EXERCISE: Transcribe, without any change, the line that includes "Check that every instance of the neck" and all the lines that come after it in the material below.

DATA PROVIDED:
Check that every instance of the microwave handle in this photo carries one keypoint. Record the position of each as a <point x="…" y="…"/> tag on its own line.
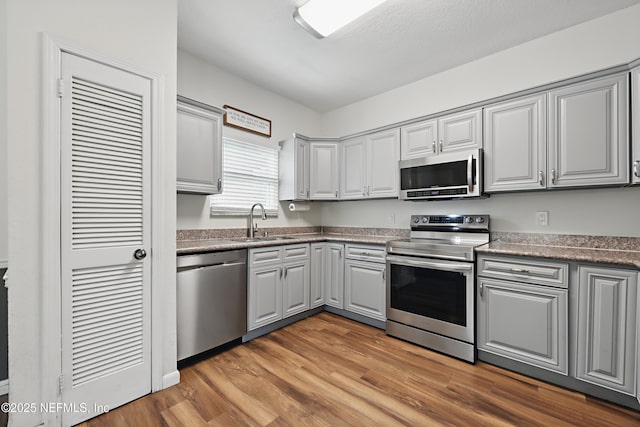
<point x="470" y="173"/>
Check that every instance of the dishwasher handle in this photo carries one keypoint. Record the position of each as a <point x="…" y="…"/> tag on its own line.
<point x="189" y="262"/>
<point x="210" y="266"/>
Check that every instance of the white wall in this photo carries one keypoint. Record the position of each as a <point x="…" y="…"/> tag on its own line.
<point x="141" y="33"/>
<point x="206" y="83"/>
<point x="594" y="45"/>
<point x="4" y="230"/>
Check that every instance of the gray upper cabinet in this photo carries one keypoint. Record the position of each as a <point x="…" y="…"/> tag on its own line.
<point x="455" y="132"/>
<point x="635" y="120"/>
<point x="199" y="151"/>
<point x="588" y="133"/>
<point x="369" y="166"/>
<point x="419" y="140"/>
<point x="353" y="169"/>
<point x="515" y="141"/>
<point x="607" y="328"/>
<point x="293" y="171"/>
<point x="324" y="170"/>
<point x="460" y="131"/>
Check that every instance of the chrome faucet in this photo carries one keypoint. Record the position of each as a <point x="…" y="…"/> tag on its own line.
<point x="254" y="227"/>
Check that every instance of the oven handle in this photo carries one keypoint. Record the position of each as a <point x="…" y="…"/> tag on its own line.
<point x="456" y="267"/>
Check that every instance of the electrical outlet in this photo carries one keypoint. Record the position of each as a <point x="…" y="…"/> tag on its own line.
<point x="542" y="218"/>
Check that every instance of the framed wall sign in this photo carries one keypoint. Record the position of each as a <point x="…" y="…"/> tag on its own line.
<point x="247" y="121"/>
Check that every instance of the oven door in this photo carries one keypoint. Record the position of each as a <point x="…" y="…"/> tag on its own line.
<point x="433" y="295"/>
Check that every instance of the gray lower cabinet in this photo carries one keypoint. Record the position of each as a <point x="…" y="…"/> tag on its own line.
<point x="524" y="322"/>
<point x="334" y="274"/>
<point x="523" y="311"/>
<point x="317" y="288"/>
<point x="364" y="281"/>
<point x="607" y="327"/>
<point x="278" y="283"/>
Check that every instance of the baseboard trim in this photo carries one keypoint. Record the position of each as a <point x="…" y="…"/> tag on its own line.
<point x="170" y="379"/>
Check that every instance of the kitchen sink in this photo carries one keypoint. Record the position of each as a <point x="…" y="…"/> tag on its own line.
<point x="265" y="239"/>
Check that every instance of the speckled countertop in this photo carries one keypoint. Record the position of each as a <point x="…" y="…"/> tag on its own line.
<point x="623" y="251"/>
<point x="199" y="241"/>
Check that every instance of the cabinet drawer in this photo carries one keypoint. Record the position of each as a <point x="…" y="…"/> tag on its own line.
<point x="365" y="252"/>
<point x="524" y="270"/>
<point x="264" y="256"/>
<point x="295" y="252"/>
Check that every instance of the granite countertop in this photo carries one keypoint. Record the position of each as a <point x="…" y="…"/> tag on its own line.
<point x="623" y="251"/>
<point x="185" y="246"/>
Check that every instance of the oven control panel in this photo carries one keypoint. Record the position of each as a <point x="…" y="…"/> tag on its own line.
<point x="457" y="221"/>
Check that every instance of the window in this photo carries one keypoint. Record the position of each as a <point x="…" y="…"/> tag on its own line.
<point x="250" y="174"/>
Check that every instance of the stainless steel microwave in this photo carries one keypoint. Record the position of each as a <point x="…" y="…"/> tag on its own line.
<point x="445" y="176"/>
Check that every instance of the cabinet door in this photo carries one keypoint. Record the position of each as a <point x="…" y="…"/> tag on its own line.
<point x="199" y="149"/>
<point x="324" y="171"/>
<point x="606" y="327"/>
<point x="301" y="169"/>
<point x="515" y="142"/>
<point x="353" y="182"/>
<point x="419" y="140"/>
<point x="383" y="153"/>
<point x="635" y="121"/>
<point x="317" y="275"/>
<point x="364" y="288"/>
<point x="265" y="295"/>
<point x="524" y="322"/>
<point x="588" y="135"/>
<point x="295" y="287"/>
<point x="334" y="275"/>
<point x="460" y="131"/>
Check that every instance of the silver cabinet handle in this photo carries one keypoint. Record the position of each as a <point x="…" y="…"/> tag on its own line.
<point x="470" y="173"/>
<point x="140" y="254"/>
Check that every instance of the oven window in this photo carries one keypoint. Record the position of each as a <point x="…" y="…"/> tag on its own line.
<point x="438" y="175"/>
<point x="435" y="294"/>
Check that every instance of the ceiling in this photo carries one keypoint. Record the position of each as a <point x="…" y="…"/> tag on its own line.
<point x="399" y="42"/>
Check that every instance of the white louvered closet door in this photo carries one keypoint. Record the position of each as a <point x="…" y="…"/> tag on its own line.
<point x="105" y="200"/>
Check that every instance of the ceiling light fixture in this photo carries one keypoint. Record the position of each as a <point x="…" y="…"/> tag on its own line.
<point x="323" y="17"/>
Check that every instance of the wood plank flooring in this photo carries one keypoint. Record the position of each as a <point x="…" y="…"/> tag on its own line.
<point x="330" y="371"/>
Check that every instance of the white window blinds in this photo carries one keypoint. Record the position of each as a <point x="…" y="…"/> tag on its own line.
<point x="250" y="174"/>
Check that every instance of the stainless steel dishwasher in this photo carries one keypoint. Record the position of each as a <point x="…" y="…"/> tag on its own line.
<point x="211" y="300"/>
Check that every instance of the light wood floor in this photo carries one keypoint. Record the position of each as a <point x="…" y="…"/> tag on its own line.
<point x="330" y="371"/>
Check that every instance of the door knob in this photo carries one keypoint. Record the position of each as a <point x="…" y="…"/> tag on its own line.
<point x="140" y="254"/>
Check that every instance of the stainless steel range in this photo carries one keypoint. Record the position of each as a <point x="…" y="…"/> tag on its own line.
<point x="431" y="283"/>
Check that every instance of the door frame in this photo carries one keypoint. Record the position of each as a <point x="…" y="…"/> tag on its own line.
<point x="50" y="304"/>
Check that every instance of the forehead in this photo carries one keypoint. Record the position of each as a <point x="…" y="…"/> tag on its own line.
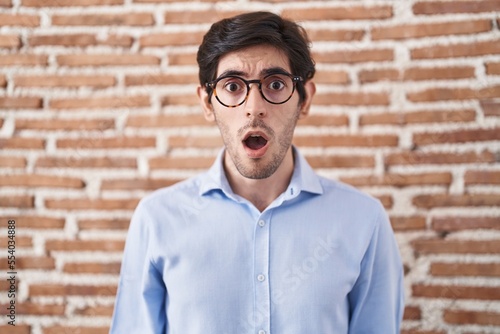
<point x="253" y="61"/>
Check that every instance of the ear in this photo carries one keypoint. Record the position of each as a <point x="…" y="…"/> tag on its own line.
<point x="208" y="110"/>
<point x="310" y="88"/>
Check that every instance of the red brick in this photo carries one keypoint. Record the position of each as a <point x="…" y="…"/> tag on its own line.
<point x="452" y="7"/>
<point x="493" y="68"/>
<point x="58" y="329"/>
<point x="92" y="268"/>
<point x="95" y="311"/>
<point x="186" y="99"/>
<point x="68" y="3"/>
<point x="458" y="136"/>
<point x="420" y="30"/>
<point x="165" y="121"/>
<point x="17" y="201"/>
<point x="332" y="77"/>
<point x="465" y="269"/>
<point x="440" y="246"/>
<point x="192" y="141"/>
<point x="347" y="140"/>
<point x="340" y="161"/>
<point x="107" y="143"/>
<point x="412" y="313"/>
<point x="455" y="223"/>
<point x="445" y="94"/>
<point x="368" y="76"/>
<point x="353" y="99"/>
<point x="65" y="124"/>
<point x="400" y="180"/>
<point x="91" y="204"/>
<point x="22" y="20"/>
<point x="23" y="59"/>
<point x="21" y="241"/>
<point x="482" y="177"/>
<point x="128" y="19"/>
<point x="416" y="117"/>
<point x="490" y="107"/>
<point x="446" y="200"/>
<point x="101" y="102"/>
<point x="71" y="81"/>
<point x="20" y="102"/>
<point x="473" y="49"/>
<point x="116" y="40"/>
<point x="71" y="290"/>
<point x="10" y="41"/>
<point x="438" y="73"/>
<point x="22" y="143"/>
<point x="411" y="223"/>
<point x="343" y="35"/>
<point x="181" y="59"/>
<point x="456" y="292"/>
<point x="28" y="308"/>
<point x="32" y="262"/>
<point x="355" y="56"/>
<point x="134" y="184"/>
<point x="339" y="13"/>
<point x="39" y="180"/>
<point x="438" y="158"/>
<point x="12" y="162"/>
<point x="84" y="245"/>
<point x="463" y="317"/>
<point x="324" y="120"/>
<point x="35" y="222"/>
<point x="81" y="40"/>
<point x="19" y="328"/>
<point x="107" y="60"/>
<point x="78" y="162"/>
<point x="198" y="16"/>
<point x="104" y="224"/>
<point x="161" y="79"/>
<point x="386" y="200"/>
<point x="181" y="163"/>
<point x="171" y="39"/>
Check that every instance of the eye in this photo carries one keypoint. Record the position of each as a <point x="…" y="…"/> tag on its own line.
<point x="233" y="86"/>
<point x="276" y="84"/>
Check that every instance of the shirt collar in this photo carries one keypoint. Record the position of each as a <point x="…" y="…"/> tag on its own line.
<point x="303" y="179"/>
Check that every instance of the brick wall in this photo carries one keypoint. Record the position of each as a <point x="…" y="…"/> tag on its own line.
<point x="98" y="108"/>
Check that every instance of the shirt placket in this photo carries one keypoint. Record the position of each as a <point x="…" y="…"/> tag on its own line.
<point x="262" y="309"/>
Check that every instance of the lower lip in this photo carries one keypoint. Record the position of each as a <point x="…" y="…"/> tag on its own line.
<point x="255" y="154"/>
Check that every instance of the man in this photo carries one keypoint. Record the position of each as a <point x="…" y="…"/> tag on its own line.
<point x="259" y="243"/>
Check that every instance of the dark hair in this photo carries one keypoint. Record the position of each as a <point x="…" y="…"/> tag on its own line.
<point x="255" y="28"/>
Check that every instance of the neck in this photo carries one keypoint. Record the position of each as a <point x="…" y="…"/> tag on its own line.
<point x="261" y="192"/>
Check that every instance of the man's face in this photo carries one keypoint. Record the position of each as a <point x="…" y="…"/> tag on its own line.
<point x="257" y="134"/>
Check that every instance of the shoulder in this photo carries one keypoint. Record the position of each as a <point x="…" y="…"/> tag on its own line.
<point x="350" y="197"/>
<point x="172" y="195"/>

YOUR RESPONSE:
Check that every instance of the neck in this photo carries one keypoint. Record the position of each as a <point x="…" y="…"/> tag on its own line.
<point x="261" y="192"/>
Check that every instance of the man's face in this photo carries one keypoint. Record the position of each as a <point x="…" y="…"/> tag on its own line.
<point x="257" y="134"/>
Check that every instance of the shoulder in this photo carries one keypoint. Record the position of each as a <point x="…" y="…"/> tag on its own line.
<point x="350" y="197"/>
<point x="172" y="195"/>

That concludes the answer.